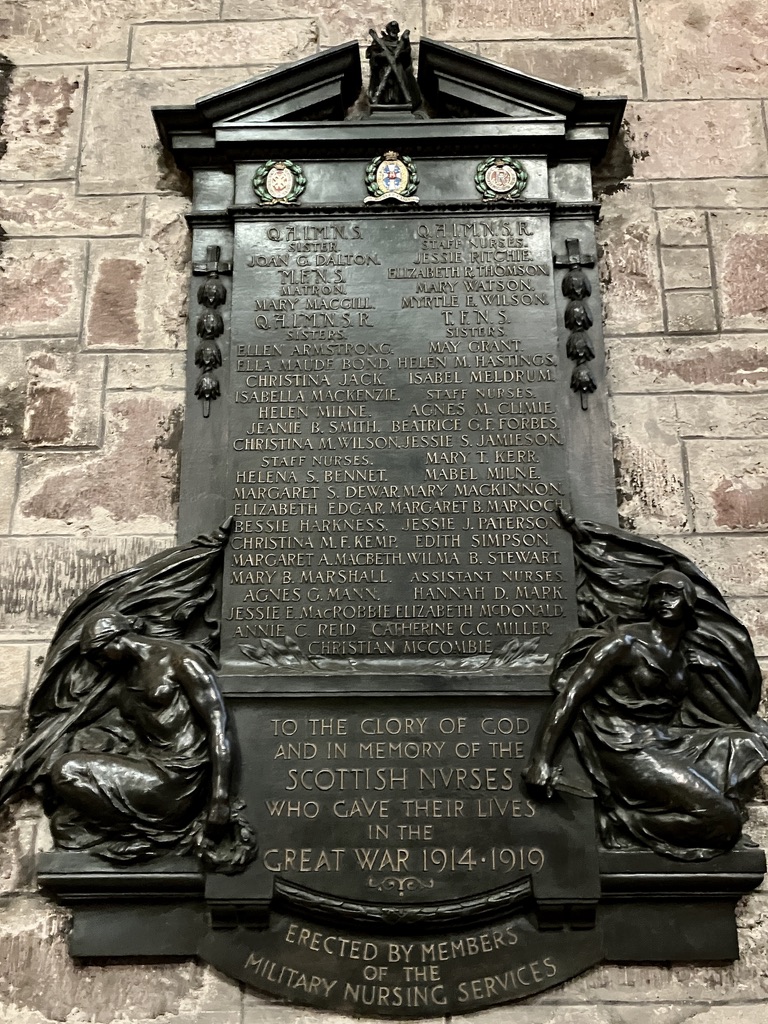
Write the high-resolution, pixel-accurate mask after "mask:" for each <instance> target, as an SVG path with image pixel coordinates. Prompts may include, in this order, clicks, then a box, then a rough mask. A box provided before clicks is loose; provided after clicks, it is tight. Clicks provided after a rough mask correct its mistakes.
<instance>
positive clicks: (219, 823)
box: [206, 796, 229, 829]
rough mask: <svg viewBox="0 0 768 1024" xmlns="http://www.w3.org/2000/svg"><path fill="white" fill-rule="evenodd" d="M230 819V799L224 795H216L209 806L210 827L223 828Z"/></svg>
mask: <svg viewBox="0 0 768 1024" xmlns="http://www.w3.org/2000/svg"><path fill="white" fill-rule="evenodd" d="M228 821H229V801H228V800H227V799H226V797H224V796H214V797H213V799H212V800H211V803H210V806H209V808H208V818H207V821H206V824H207V826H208V828H211V829H215V828H223V827H224V825H225V824H227V823H228Z"/></svg>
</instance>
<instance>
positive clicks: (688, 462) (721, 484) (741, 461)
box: [685, 438, 768, 532]
mask: <svg viewBox="0 0 768 1024" xmlns="http://www.w3.org/2000/svg"><path fill="white" fill-rule="evenodd" d="M685 446H686V450H687V455H688V470H689V479H690V488H691V495H692V496H693V499H694V511H693V518H694V524H695V525H694V528H695V529H696V531H698V532H708V531H713V532H716V531H718V530H729V529H737V530H748V531H752V530H760V531H763V530H765V529H766V528H768V440H766V439H763V438H758V439H755V440H752V439H750V440H686V441H685Z"/></svg>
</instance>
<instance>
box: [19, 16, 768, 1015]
mask: <svg viewBox="0 0 768 1024" xmlns="http://www.w3.org/2000/svg"><path fill="white" fill-rule="evenodd" d="M371 36H372V39H371V45H370V46H369V48H368V51H367V58H368V62H369V71H368V78H367V81H366V83H365V85H364V82H362V73H361V69H360V60H359V51H358V48H357V45H356V43H349V44H345V45H343V46H338V47H335V48H333V49H330V50H327V51H325V52H324V53H321V54H318V55H317V56H314V57H311V58H308V59H306V60H303V61H300V62H299V63H296V65H293V66H290V67H287V68H284V69H281V70H279V71H276V72H274V73H272V74H270V75H267V76H265V77H262V78H260V79H255V80H253V81H251V82H247V83H245V84H243V85H242V86H239V87H236V88H232V89H229V90H226V91H224V92H221V93H216V94H214V95H211V96H207V97H205V98H203V99H200V100H198V102H197V103H195V104H193V105H189V106H181V108H167V109H158V110H156V111H155V116H156V120H157V123H158V126H159V130H160V133H161V137H162V139H163V141H164V143H165V145H166V146H167V147H168V148H169V150H170V151H171V153H172V154H173V156H174V157H175V159H176V161H177V162H178V164H179V165H180V166H181V167H182V168H184V169H186V170H188V171H189V172H190V173H191V175H193V182H194V205H193V211H191V213H190V214H189V217H188V220H189V224H190V227H191V230H193V234H194V240H193V246H194V259H193V266H191V275H190V292H189V297H190V305H189V310H190V311H189V359H188V364H189V369H188V389H187V403H186V422H185V427H184V446H183V464H182V481H181V506H180V524H179V532H180V536H181V537H182V538H183V539H188V538H191V537H195V536H196V535H200V536H198V539H197V540H195V541H186V543H184V544H182V545H180V546H179V547H178V548H174V549H172V550H170V551H168V552H166V553H163V554H161V555H158V556H156V557H154V558H151V559H147V560H146V561H145V562H142V563H141V564H140V565H138V566H136V567H135V568H134V569H131V570H128V571H126V572H123V573H120V574H119V575H116V577H112V578H110V579H108V580H105V581H102V582H101V583H100V584H98V585H97V586H95V587H93V588H91V590H89V591H87V592H86V593H85V594H83V595H82V596H81V597H80V598H79V599H78V600H77V601H76V602H75V603H74V604H73V605H72V606H71V608H70V609H69V611H68V612H67V614H66V615H65V617H63V620H62V621H61V624H60V625H59V628H58V631H57V633H56V636H55V637H54V640H53V642H52V644H51V648H50V652H49V654H48V657H47V659H46V664H45V667H44V669H43V675H42V680H41V683H40V687H39V689H38V692H37V693H36V694H35V696H34V697H33V701H32V706H31V711H30V723H29V735H28V737H27V739H26V740H25V741H24V742H23V744H22V745H20V746H19V749H18V751H17V752H16V754H15V756H14V758H13V760H12V761H11V765H10V767H9V769H8V771H7V772H6V774H5V776H4V777H3V780H2V784H1V785H0V797H1V798H2V799H4V800H9V799H10V798H12V797H14V796H15V795H16V794H18V793H22V792H24V791H25V788H26V787H29V786H31V785H33V784H34V785H36V786H37V791H38V793H40V794H41V795H42V796H43V798H44V801H45V807H46V811H47V812H48V813H49V815H50V818H51V831H52V835H53V840H54V846H55V849H54V851H53V852H52V853H50V854H46V855H44V856H43V858H42V863H41V869H40V878H41V881H42V883H43V884H44V885H46V886H47V887H48V888H49V889H51V890H53V891H54V892H55V893H56V894H57V895H58V898H59V899H60V900H61V901H62V902H65V903H66V904H69V905H72V907H73V913H74V923H73V933H72V938H71V948H72V952H73V954H75V955H81V956H111V957H116V956H118V957H119V956H146V957H157V956H164V955H199V956H202V957H204V958H205V959H206V961H208V962H209V963H211V964H212V965H214V966H215V967H216V968H218V969H220V970H221V971H223V972H225V973H226V974H228V975H229V976H231V977H232V978H236V979H239V980H241V981H243V982H245V983H246V984H248V985H251V986H253V987H254V989H257V990H259V991H262V992H266V993H269V994H271V995H273V996H276V997H279V998H283V999H286V1000H289V1001H293V1002H296V1004H300V1005H306V1006H311V1007H317V1008H323V1009H325V1008H328V1009H332V1010H335V1011H339V1012H342V1013H351V1014H356V1015H362V1016H378V1017H395V1018H403V1017H418V1018H423V1017H427V1016H444V1015H446V1014H459V1013H465V1012H472V1011H476V1010H478V1009H482V1008H484V1007H488V1006H493V1005H496V1004H501V1002H505V1001H510V1000H514V999H519V998H523V997H525V996H528V995H531V994H534V993H536V992H539V991H542V990H544V989H547V988H550V987H553V986H556V985H558V984H560V983H561V982H563V981H565V980H566V979H567V978H569V977H572V976H573V975H575V974H578V973H580V972H582V971H584V970H585V969H587V968H588V967H590V966H592V965H595V964H598V963H600V962H602V961H613V962H633V961H635V962H642V961H659V959H678V961H685V959H690V961H694V959H696V961H712V959H723V958H732V957H735V956H736V955H737V945H736V939H735V927H734V922H733V908H734V906H735V903H736V901H737V900H738V899H739V897H740V896H741V895H742V894H743V893H745V892H748V891H750V890H751V889H752V888H754V887H755V886H756V885H757V884H758V883H759V882H760V880H761V879H762V877H763V872H764V866H765V865H764V859H763V855H762V853H761V852H760V851H758V850H757V849H756V848H753V847H752V846H751V845H750V842H749V841H748V840H746V838H745V837H742V835H741V829H742V824H743V819H744V815H743V805H744V800H745V799H746V797H748V795H749V792H750V785H751V783H752V781H753V780H754V778H755V776H756V774H757V771H758V770H759V768H760V767H761V766H762V765H763V764H764V763H766V761H768V753H767V751H766V744H765V739H764V737H765V735H766V726H765V725H764V723H763V722H762V721H761V720H760V719H759V718H757V717H756V711H757V705H758V699H759V672H758V668H757V663H756V660H755V655H754V652H753V649H752V644H751V641H750V638H749V634H748V633H746V630H745V629H744V627H743V626H742V625H741V624H740V623H739V622H738V621H737V620H736V618H734V617H733V615H732V614H731V612H730V611H729V610H728V607H727V605H726V603H725V601H724V600H723V598H722V595H721V594H720V592H719V591H718V589H717V587H716V586H715V585H714V584H713V583H712V582H711V581H710V580H708V579H707V578H706V577H705V575H703V574H702V573H701V572H700V570H699V569H697V567H696V566H695V565H694V564H693V563H692V562H690V561H689V560H688V559H687V558H686V557H684V556H683V555H681V554H678V553H676V552H675V551H674V550H672V549H670V548H667V547H665V546H664V545H660V544H657V543H653V542H650V541H645V540H642V539H640V538H638V537H637V536H634V535H631V534H628V532H625V531H623V530H621V529H618V528H617V526H616V511H615V497H614V489H613V488H614V484H613V478H612V464H611V457H610V437H609V424H608V416H607V404H606V394H605V383H604V367H603V353H602V334H601V303H600V294H599V284H598V268H597V265H596V261H597V249H596V245H595V237H594V223H595V217H596V214H597V212H598V207H597V206H596V205H595V204H594V202H593V198H592V179H591V166H592V165H594V164H595V163H597V162H598V161H600V160H601V159H602V158H603V157H604V155H605V152H606V150H607V147H608V145H609V143H610V142H611V140H612V139H613V138H614V136H615V134H616V131H617V126H618V123H620V121H621V118H622V115H623V111H624V100H622V99H611V98H593V97H587V96H584V95H582V94H581V93H579V92H575V91H573V90H570V89H565V88H562V87H559V86H556V85H553V84H551V83H548V82H543V81H539V80H537V79H532V78H529V77H527V76H524V75H521V74H519V73H517V72H514V71H511V70H509V69H505V68H502V67H500V66H498V65H495V63H493V62H490V61H487V60H484V59H482V58H479V57H476V56H473V55H470V54H467V53H463V52H461V51H459V50H456V49H454V48H452V47H450V46H445V45H444V44H441V43H436V42H433V41H430V40H427V39H422V40H421V41H420V63H419V74H418V78H417V77H416V76H415V74H414V68H413V63H412V57H411V41H410V38H409V35H408V33H402V34H400V32H399V28H398V26H397V25H396V23H390V24H389V25H387V26H386V28H385V29H384V30H383V32H381V33H378V32H373V31H372V33H371ZM713 893H715V894H716V895H713Z"/></svg>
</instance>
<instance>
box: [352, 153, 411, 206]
mask: <svg viewBox="0 0 768 1024" xmlns="http://www.w3.org/2000/svg"><path fill="white" fill-rule="evenodd" d="M418 184H419V174H418V172H417V170H416V167H415V166H414V162H413V160H412V159H411V158H410V157H401V156H400V155H399V154H398V153H394V152H393V151H392V150H390V151H388V152H387V153H385V154H384V156H383V157H376V159H375V160H372V161H371V163H370V164H369V165H368V167H367V168H366V185H367V186H368V190H369V193H370V195H369V196H367V197H366V200H365V202H366V203H381V202H383V201H384V200H395V201H396V202H398V203H418V202H419V197H418V196H417V195H416V186H417V185H418Z"/></svg>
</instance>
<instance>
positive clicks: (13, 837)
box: [0, 808, 37, 896]
mask: <svg viewBox="0 0 768 1024" xmlns="http://www.w3.org/2000/svg"><path fill="white" fill-rule="evenodd" d="M14 810H15V808H14ZM36 834H37V825H36V823H35V821H34V820H31V819H29V818H16V819H15V820H14V818H13V817H11V820H10V822H8V823H7V824H6V825H5V827H4V828H3V829H2V831H0V895H3V896H8V895H10V894H11V893H19V892H24V891H25V890H27V891H30V890H34V888H35V840H36Z"/></svg>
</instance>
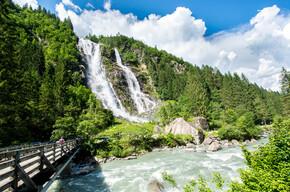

===

* Instructions to follow
Print the entries from their first line through the line containing "box: [685, 438, 768, 532]", inclusive, leaving out the pictures.

* Solution
Write the high-resolution, pixel-accurate mask after "mask:" for each <instance> target, as an SVG path with image pixel coordinates. Prompts may include, in this order, clicks, then a box, then a rough mask. A box provided before clicks is loose; provided after clicks, it is tight. Clicks provided after a rough mask correct its mistakes.
<instance>
positive clicks: (219, 823)
box: [206, 796, 229, 829]
rough mask: <svg viewBox="0 0 768 1024" xmlns="http://www.w3.org/2000/svg"><path fill="white" fill-rule="evenodd" d="M230 819V799L224 795H216L209 806L210 827L223 828Z"/></svg>
mask: <svg viewBox="0 0 768 1024" xmlns="http://www.w3.org/2000/svg"><path fill="white" fill-rule="evenodd" d="M228 821H229V801H228V800H227V799H226V797H224V796H214V797H213V799H212V800H211V803H210V806H209V808H208V818H207V821H206V824H207V826H208V828H211V829H215V828H223V827H224V825H225V824H227V823H228Z"/></svg>
</instance>
<instance>
positive clicks: (688, 462) (721, 484) (741, 461)
box: [685, 438, 768, 532]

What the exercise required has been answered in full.